点アノテーションセットの行
######
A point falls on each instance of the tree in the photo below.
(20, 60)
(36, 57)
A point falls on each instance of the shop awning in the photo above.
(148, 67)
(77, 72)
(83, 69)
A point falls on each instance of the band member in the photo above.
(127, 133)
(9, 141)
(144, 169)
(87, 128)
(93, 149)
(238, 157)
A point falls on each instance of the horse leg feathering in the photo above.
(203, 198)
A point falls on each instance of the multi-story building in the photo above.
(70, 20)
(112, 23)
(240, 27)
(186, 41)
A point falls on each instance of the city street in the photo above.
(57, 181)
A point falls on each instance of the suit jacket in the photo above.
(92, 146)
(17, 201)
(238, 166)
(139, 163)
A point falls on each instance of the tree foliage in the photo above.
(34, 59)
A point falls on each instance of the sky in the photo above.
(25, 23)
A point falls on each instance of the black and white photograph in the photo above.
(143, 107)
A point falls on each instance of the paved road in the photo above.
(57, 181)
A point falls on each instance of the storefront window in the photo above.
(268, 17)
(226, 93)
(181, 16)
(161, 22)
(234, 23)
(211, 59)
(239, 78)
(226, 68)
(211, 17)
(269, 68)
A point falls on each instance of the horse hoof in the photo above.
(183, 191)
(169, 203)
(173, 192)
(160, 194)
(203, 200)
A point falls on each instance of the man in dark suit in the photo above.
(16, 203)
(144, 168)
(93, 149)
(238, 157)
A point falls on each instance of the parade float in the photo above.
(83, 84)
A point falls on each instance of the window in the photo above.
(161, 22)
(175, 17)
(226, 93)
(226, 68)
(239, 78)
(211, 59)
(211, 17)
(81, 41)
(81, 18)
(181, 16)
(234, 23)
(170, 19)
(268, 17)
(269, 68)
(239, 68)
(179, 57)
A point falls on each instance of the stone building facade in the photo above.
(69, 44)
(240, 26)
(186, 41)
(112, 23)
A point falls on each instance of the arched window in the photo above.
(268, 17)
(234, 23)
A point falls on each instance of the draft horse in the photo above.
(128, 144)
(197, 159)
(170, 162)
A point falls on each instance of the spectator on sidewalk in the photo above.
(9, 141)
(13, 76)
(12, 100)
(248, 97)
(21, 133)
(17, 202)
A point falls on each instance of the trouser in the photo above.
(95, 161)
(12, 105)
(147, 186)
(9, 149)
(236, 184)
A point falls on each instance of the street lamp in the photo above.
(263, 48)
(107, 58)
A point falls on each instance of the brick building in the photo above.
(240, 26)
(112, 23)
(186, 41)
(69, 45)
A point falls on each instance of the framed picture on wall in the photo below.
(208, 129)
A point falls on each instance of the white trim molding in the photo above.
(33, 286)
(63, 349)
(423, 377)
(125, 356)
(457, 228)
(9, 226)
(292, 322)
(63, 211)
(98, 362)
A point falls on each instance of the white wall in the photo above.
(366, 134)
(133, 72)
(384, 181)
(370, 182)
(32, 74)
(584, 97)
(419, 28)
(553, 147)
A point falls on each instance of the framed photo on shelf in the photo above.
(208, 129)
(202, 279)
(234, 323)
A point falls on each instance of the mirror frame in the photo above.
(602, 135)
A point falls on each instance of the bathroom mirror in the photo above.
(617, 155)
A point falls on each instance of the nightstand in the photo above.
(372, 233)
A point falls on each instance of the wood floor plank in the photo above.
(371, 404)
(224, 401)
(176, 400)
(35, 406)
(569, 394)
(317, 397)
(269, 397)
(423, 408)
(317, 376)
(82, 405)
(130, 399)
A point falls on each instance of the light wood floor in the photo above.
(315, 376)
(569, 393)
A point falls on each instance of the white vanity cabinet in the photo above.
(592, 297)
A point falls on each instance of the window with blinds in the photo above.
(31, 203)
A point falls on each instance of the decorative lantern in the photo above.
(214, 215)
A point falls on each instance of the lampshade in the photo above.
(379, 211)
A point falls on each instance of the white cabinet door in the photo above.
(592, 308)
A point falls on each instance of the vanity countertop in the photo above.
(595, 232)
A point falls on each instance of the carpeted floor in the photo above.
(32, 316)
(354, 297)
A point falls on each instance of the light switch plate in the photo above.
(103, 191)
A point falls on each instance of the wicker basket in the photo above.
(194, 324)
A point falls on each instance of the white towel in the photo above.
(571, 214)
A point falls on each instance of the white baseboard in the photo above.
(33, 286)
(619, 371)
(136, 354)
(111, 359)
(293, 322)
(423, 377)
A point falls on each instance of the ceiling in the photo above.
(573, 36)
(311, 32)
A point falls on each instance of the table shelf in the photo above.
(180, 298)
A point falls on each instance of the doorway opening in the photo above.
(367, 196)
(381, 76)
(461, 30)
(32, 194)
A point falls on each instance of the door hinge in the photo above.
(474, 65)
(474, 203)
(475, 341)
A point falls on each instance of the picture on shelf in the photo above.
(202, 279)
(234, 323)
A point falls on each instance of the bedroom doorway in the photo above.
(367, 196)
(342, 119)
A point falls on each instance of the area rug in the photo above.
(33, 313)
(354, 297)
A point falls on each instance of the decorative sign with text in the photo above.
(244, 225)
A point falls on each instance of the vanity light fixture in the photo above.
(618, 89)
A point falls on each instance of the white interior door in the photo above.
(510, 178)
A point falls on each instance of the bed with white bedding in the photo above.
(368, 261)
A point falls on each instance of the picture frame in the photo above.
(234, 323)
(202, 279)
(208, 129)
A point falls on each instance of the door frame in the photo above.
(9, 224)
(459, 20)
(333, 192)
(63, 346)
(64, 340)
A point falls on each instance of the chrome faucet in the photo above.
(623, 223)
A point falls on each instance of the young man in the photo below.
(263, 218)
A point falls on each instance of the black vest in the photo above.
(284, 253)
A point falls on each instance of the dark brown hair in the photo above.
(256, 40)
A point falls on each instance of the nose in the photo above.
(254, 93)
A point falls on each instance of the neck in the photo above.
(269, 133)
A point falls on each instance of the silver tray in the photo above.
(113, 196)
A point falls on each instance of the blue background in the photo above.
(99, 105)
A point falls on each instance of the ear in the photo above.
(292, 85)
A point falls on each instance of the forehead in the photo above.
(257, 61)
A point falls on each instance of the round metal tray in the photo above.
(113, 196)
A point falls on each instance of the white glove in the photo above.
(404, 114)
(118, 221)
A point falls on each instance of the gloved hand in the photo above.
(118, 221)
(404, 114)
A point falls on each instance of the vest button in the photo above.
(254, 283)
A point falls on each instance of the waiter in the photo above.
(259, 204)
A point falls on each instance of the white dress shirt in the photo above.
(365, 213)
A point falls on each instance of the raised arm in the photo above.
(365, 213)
######
依頼文: 上の行のうち、「A point falls on each instance of the waiter」を含む行から最後の行までを、両端の行も含めて一字一句そのまま繰り返してください。

問題の解答:
A point falls on each instance of the waiter in the photo above.
(259, 204)
A point falls on each instance of the white dress shirt in the photo above.
(365, 213)
A point falls on each instance of the raised arm in the photo above.
(365, 213)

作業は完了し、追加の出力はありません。